PROBLEM REQUIREMENTS » Give back the full listing verbatim, apart from its images.

(Image box annotation records)
_ _ _ _
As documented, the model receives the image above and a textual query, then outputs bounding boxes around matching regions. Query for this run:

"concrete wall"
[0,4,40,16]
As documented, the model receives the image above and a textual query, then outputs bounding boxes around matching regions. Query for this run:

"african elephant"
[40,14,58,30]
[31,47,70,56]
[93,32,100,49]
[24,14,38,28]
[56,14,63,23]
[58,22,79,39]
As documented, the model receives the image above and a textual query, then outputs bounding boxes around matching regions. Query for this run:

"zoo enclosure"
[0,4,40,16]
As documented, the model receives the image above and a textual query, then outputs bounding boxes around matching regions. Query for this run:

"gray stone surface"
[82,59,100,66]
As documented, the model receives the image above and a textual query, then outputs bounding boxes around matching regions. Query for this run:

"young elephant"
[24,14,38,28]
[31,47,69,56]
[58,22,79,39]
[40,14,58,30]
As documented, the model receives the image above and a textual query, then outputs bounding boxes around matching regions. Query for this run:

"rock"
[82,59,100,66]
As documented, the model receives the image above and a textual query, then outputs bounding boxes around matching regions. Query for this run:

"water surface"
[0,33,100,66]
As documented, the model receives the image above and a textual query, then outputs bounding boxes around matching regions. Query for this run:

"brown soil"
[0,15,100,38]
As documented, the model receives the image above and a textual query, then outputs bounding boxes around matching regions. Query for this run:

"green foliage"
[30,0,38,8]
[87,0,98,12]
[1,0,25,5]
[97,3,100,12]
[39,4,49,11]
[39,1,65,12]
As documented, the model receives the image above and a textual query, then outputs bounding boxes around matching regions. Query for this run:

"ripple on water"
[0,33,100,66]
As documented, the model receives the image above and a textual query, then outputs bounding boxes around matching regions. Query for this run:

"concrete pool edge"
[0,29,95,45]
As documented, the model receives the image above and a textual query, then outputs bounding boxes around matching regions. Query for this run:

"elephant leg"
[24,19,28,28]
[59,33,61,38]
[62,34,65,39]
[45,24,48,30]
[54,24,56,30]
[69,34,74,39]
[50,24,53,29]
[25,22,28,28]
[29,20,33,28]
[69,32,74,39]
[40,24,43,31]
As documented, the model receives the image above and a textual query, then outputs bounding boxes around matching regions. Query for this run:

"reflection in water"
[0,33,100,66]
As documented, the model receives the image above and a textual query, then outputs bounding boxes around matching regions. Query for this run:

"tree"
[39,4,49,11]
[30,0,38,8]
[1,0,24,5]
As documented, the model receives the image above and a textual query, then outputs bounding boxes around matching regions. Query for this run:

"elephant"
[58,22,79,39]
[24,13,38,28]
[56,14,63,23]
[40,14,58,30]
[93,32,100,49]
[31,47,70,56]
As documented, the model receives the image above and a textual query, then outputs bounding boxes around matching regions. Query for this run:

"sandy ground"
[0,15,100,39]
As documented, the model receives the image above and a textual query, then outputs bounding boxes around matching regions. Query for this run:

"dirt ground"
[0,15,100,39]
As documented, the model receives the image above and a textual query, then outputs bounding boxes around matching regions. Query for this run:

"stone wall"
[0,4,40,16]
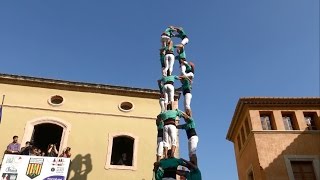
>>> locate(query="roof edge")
[0,73,159,99]
[226,97,320,141]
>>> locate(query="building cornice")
[0,73,159,99]
[226,97,320,141]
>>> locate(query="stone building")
[0,74,175,180]
[227,97,320,180]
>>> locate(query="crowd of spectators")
[5,136,71,158]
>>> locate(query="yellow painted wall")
[0,84,160,180]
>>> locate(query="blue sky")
[0,0,319,180]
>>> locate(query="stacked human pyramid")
[154,26,201,180]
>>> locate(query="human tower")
[154,26,201,180]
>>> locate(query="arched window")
[105,133,138,170]
[21,117,71,154]
[31,123,63,152]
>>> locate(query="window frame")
[281,111,300,131]
[21,116,71,155]
[104,132,139,171]
[284,155,320,180]
[303,112,318,130]
[259,111,277,131]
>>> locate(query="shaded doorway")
[31,123,63,152]
[111,136,134,166]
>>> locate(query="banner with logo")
[0,154,70,180]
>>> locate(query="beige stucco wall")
[255,132,320,180]
[235,133,262,180]
[233,107,320,180]
[0,84,160,180]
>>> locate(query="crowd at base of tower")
[153,26,201,180]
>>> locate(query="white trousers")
[184,93,192,109]
[160,35,170,47]
[181,38,189,45]
[181,63,194,79]
[163,84,174,104]
[157,137,163,156]
[163,124,177,147]
[162,54,174,76]
[188,136,199,156]
[159,98,166,112]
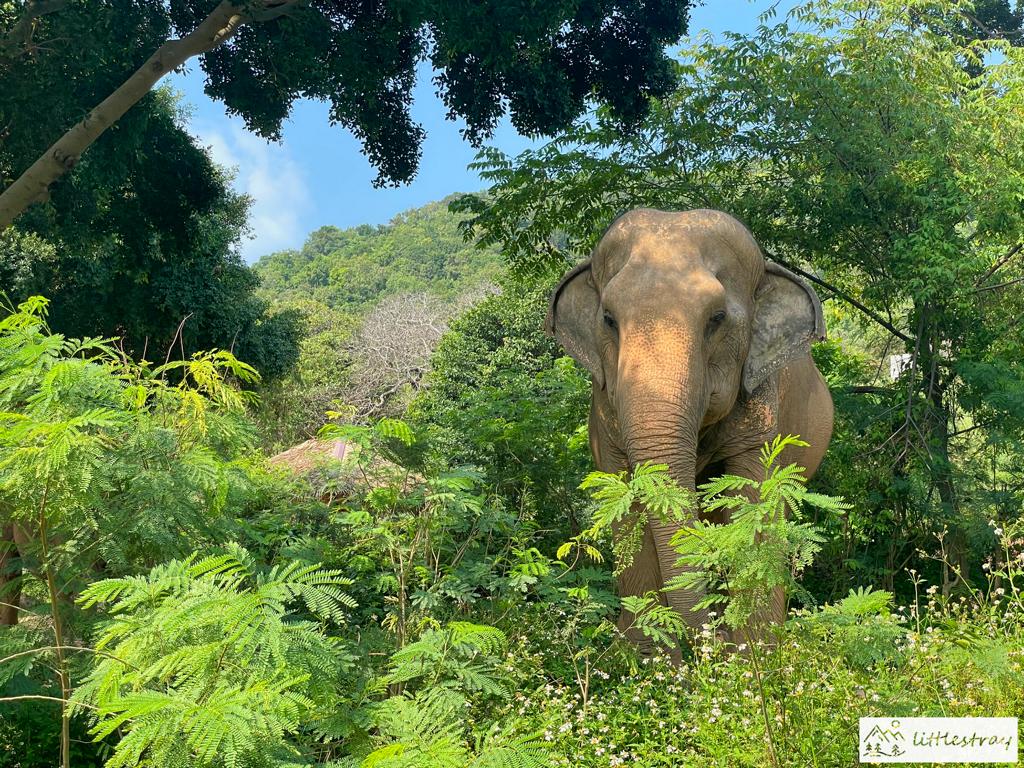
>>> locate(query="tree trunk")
[0,0,249,230]
[0,523,22,627]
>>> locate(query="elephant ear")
[544,261,604,388]
[743,261,825,394]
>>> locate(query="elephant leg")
[616,525,667,654]
[716,443,792,646]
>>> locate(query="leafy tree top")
[0,0,691,184]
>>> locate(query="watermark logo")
[860,718,1017,764]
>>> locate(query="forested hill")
[256,199,502,313]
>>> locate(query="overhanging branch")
[765,251,913,344]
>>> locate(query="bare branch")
[765,251,913,344]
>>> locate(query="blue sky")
[167,0,795,261]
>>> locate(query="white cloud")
[193,120,311,262]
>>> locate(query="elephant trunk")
[624,371,708,629]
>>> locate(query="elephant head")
[546,209,824,626]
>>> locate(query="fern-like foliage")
[569,462,696,574]
[73,546,354,768]
[799,587,906,669]
[386,622,508,703]
[667,435,849,629]
[359,688,551,768]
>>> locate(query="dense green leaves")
[74,547,354,768]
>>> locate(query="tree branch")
[0,0,301,231]
[974,243,1024,288]
[765,251,913,344]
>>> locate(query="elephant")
[545,208,833,639]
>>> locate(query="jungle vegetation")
[0,0,1024,768]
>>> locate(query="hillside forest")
[0,0,1024,768]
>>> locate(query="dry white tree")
[344,286,496,422]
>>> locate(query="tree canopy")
[0,0,690,227]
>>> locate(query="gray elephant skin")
[546,209,833,643]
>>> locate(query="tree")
[0,84,298,380]
[457,0,1024,590]
[256,199,503,315]
[410,281,591,535]
[0,0,690,229]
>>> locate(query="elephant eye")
[708,309,725,333]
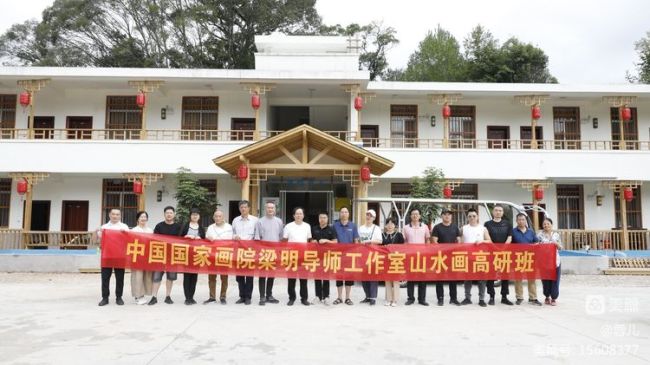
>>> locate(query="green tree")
[411,167,445,224]
[174,167,218,222]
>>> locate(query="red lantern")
[623,186,634,203]
[530,105,542,120]
[621,106,632,122]
[135,91,147,108]
[354,96,363,112]
[251,93,262,110]
[237,164,248,181]
[442,185,452,199]
[359,165,370,183]
[16,179,29,195]
[442,104,451,119]
[19,91,32,108]
[133,179,142,195]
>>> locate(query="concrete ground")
[0,274,650,365]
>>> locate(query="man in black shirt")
[311,212,338,305]
[149,206,181,305]
[431,209,460,306]
[485,204,512,305]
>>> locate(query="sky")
[0,0,650,84]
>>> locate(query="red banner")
[101,230,556,281]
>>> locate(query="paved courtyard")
[0,274,650,365]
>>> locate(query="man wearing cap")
[431,209,461,306]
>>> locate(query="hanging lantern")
[354,96,363,112]
[251,93,262,110]
[16,179,29,195]
[133,179,142,195]
[442,185,452,199]
[135,91,147,108]
[621,105,632,122]
[237,164,248,181]
[442,104,451,119]
[623,186,634,203]
[530,104,542,120]
[18,91,32,108]
[359,165,370,183]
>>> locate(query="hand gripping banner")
[101,230,556,281]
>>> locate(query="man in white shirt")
[232,200,257,305]
[282,207,311,305]
[97,209,129,307]
[203,209,232,304]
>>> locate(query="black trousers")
[183,273,199,300]
[406,281,427,302]
[236,276,253,300]
[287,279,309,300]
[436,281,462,300]
[258,278,275,299]
[314,280,330,300]
[487,280,510,297]
[102,267,124,299]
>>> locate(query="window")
[614,187,643,229]
[553,107,580,150]
[0,179,11,228]
[390,105,418,148]
[609,108,639,150]
[557,185,585,229]
[106,95,142,139]
[181,96,219,140]
[102,179,138,227]
[449,105,476,148]
[199,179,217,227]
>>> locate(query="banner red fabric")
[101,230,556,281]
_ _ _ _
SOLVED EXERCISE »
As documented, the model receives the image above and a textual query, then outputs bounding boxes around matching regions. Query for this run:

"concrete wall"
[0,4,40,16]
As documented, the model receives the image above and a textual query, then outputs bounding boxes around matching regions. Query for this run:

"african elephant"
[40,14,58,30]
[31,47,70,56]
[93,32,100,49]
[24,14,38,28]
[56,14,63,23]
[58,22,79,39]
As documented, the model receives the image above and a textual query, then outputs bounding boxes around matching regions. Query for this run:

"zoo enclosure"
[0,4,40,16]
As documented, the model receives the image above and a textual query, then outputs bounding boxes around matching regions. Query for this run:

"gray stone surface"
[82,59,100,66]
As documented, the model receives the image above and a textual query, then outputs bounding boxes around matching regions. Query for this run:

"young elephant"
[24,14,38,28]
[31,47,69,56]
[58,22,79,39]
[40,14,58,30]
As documented, the model receives the image above and a textual query, then outputs bounding boxes around matching regions. Query for this run:

"rock"
[82,59,100,66]
As documented, the model receives the image above and a textual query, then outputs bounding boxes around matching regions. Query for this run:

"water surface"
[0,33,100,66]
As documented, the model receives the image above and a textual query, then outputs bounding boxes around matching regions. Query for this run:

"brown soil"
[0,15,100,38]
As documented, the model receives the image above and a textual query, then outputs bounding boxes around matching regions. Query for this run:

"green foliage"
[30,0,38,8]
[87,0,98,12]
[1,0,25,5]
[97,3,100,12]
[39,4,49,11]
[39,1,65,12]
As documented, the model receives the image above and a textual query, then outputs bounding boxes around matching regions. Query for this run:

"ripple on water"
[0,33,100,66]
As documented, the model receives the image above and a textual query, then outputs bounding boxes around matching regions. Query for this run:

"concrete pool edge"
[0,29,95,45]
As documented, the model receives the image above and a textual query, then outputs bounding boxes around matching regions. Query for this run:

"elephant leg"
[24,19,28,28]
[59,33,61,38]
[62,34,65,39]
[45,24,48,30]
[54,24,56,30]
[69,34,74,39]
[50,24,53,29]
[25,22,28,28]
[29,20,33,28]
[69,32,74,39]
[40,24,43,31]
As documented, the model receives the image above and a textual query, then outputs bounding boxes around matching regions. Query for this run:

"reflection in water"
[0,33,100,66]
As documented, the model receives the image above and a textual query, then outputs bounding boxes around matching regions. Query for this run:

"tree"
[39,4,49,11]
[30,0,38,8]
[1,0,24,5]
As documented, the model receives the image above and a textual query, then outputs bounding boxes around matching regions. Query for this run:

"elephant"
[58,22,79,39]
[24,13,38,28]
[56,14,63,23]
[40,14,58,30]
[93,32,100,49]
[31,47,70,56]
As documented, the model receives the image above and a textual query, then outputs bounding boxes around matching regions. Query for this run:

"sandy ground"
[0,15,100,39]
As documented, the model receives the image above and a textual query, then outputs bounding boxes around matching regions. Query for this run:

"dirt ground"
[0,15,100,39]
As documented, the model receives the image above and a textual query, then outputs bounding boxes around matching regions. Query for this run:

"stone wall"
[0,4,40,16]
>>> locate(query="roof edge")
[0,73,159,99]
[226,97,320,141]
>>> locate(query="building cornice")
[0,73,159,99]
[226,97,320,141]
>>> locate(query="stone building")
[0,74,175,180]
[227,97,320,180]
>>> locate(query="crowd of spectators")
[5,136,71,158]
>>> locate(query="yellow painted wall")
[0,84,160,180]
>>> locate(query="blue sky")
[0,0,319,180]
>>> locate(query="stacked human pyramid")
[154,26,201,180]
>>> locate(query="human tower")
[154,26,201,180]
>>> locate(query="arched window")
[105,133,138,170]
[21,117,71,154]
[31,123,63,152]
>>> locate(query="window frame")
[281,111,300,131]
[21,116,71,155]
[104,132,139,171]
[284,155,320,180]
[303,112,318,130]
[259,111,277,131]
>>> locate(query="shaded doorway")
[31,123,63,152]
[111,136,134,166]
>>> locate(query="banner with logo")
[0,154,70,180]
>>> locate(query="beige stucco wall")
[255,132,320,180]
[235,133,262,180]
[233,107,320,180]
[0,84,160,180]
>>> locate(query="crowd at base of tower")
[153,26,201,180]
>>> locate(query="white trousers")
[184,93,192,109]
[160,35,170,47]
[181,38,189,45]
[181,63,194,79]
[163,84,174,104]
[157,137,163,156]
[163,124,177,147]
[162,54,174,76]
[188,136,199,156]
[159,98,166,112]
>>> locate(query="tree trunk")
[0,0,249,230]
[0,523,22,627]
>>> locate(query="elephant ear")
[544,261,604,388]
[743,261,825,394]
>>> locate(query="elephant leg")
[616,525,667,654]
[716,443,792,646]
>>> locate(query="leafy tree top")
[0,0,691,184]
>>> locate(query="watermark logo")
[860,718,1017,764]
>>> locate(query="forested hill")
[256,199,502,313]
>>> locate(query="overhanging branch")
[765,251,913,344]
>>> locate(query="bare branch")
[765,251,913,344]
>>> locate(query="blue sky")
[167,0,795,261]
>>> locate(query="white cloud")
[193,120,311,262]
>>> locate(query="elephant trunk")
[624,371,708,629]
>>> locate(query="elephant head")
[546,209,824,626]
>>> locate(query="fern-like foliage")
[569,462,696,574]
[73,546,354,768]
[799,587,906,669]
[386,622,508,703]
[667,435,849,629]
[359,688,551,768]
>>> locate(query="dense green leaves")
[74,547,354,768]
>>> locate(query="tree branch")
[0,0,301,231]
[974,243,1024,288]
[765,251,913,344]
>>> locate(query="elephant")
[545,208,833,639]
>>> locate(query="jungle vegetation")
[0,0,1024,768]
>>> locate(query="hillside forest")
[0,0,1024,768]
>>> locate(query="dry white tree")
[344,286,496,422]
>>> locate(query="tree canopy")
[0,0,690,227]
>>> locate(query="gray elephant skin")
[546,209,833,643]
>>> locate(query="tree")
[0,84,298,380]
[457,0,1024,590]
[256,199,503,315]
[410,281,591,535]
[0,0,690,229]
>>> locate(query="elephant eye")
[708,309,725,333]
>>> locate(query="green tree")
[411,167,445,224]
[174,167,218,222]
>>> locate(query="red lantern")
[623,186,634,203]
[530,105,542,120]
[621,106,632,122]
[135,91,147,108]
[354,96,363,112]
[251,93,262,110]
[237,164,248,181]
[442,185,452,199]
[359,165,370,183]
[16,179,29,195]
[442,104,451,119]
[19,91,32,108]
[133,179,142,195]
>>> locate(query="concrete ground")
[0,274,650,365]
>>> locate(query="man in black shirt")
[311,212,338,305]
[149,206,181,305]
[431,209,460,306]
[485,204,512,305]
>>> locate(query="sky")
[0,0,650,84]
>>> locate(query="red banner")
[101,230,556,281]
>>> locate(query="paved courtyard")
[0,274,650,365]
>>> locate(query="man wearing cap")
[431,209,461,306]
>>> locate(query="hanging lantern")
[354,96,363,112]
[251,93,262,110]
[16,179,29,195]
[133,179,142,195]
[442,185,452,199]
[135,91,147,108]
[621,105,632,122]
[237,164,248,181]
[442,104,451,119]
[623,186,634,203]
[530,104,542,120]
[18,91,32,108]
[359,165,370,183]
>>> locate(query="hand gripping banner")
[101,230,556,281]
>>> locate(query="man in white shirt")
[232,200,257,305]
[282,207,311,305]
[97,209,129,307]
[203,209,232,304]
>>> locate(query="black trousers")
[183,273,199,300]
[406,281,427,302]
[236,276,253,300]
[287,279,309,300]
[436,281,462,300]
[258,278,275,299]
[314,280,330,300]
[487,280,510,297]
[102,267,124,299]
>>> locate(query="window")
[614,187,643,229]
[553,107,580,150]
[0,179,11,228]
[390,105,418,148]
[609,108,639,150]
[557,185,585,229]
[106,95,142,139]
[181,96,219,140]
[102,179,138,227]
[449,105,476,148]
[199,179,217,227]
>>> locate(query="banner red fabric")
[101,230,556,281]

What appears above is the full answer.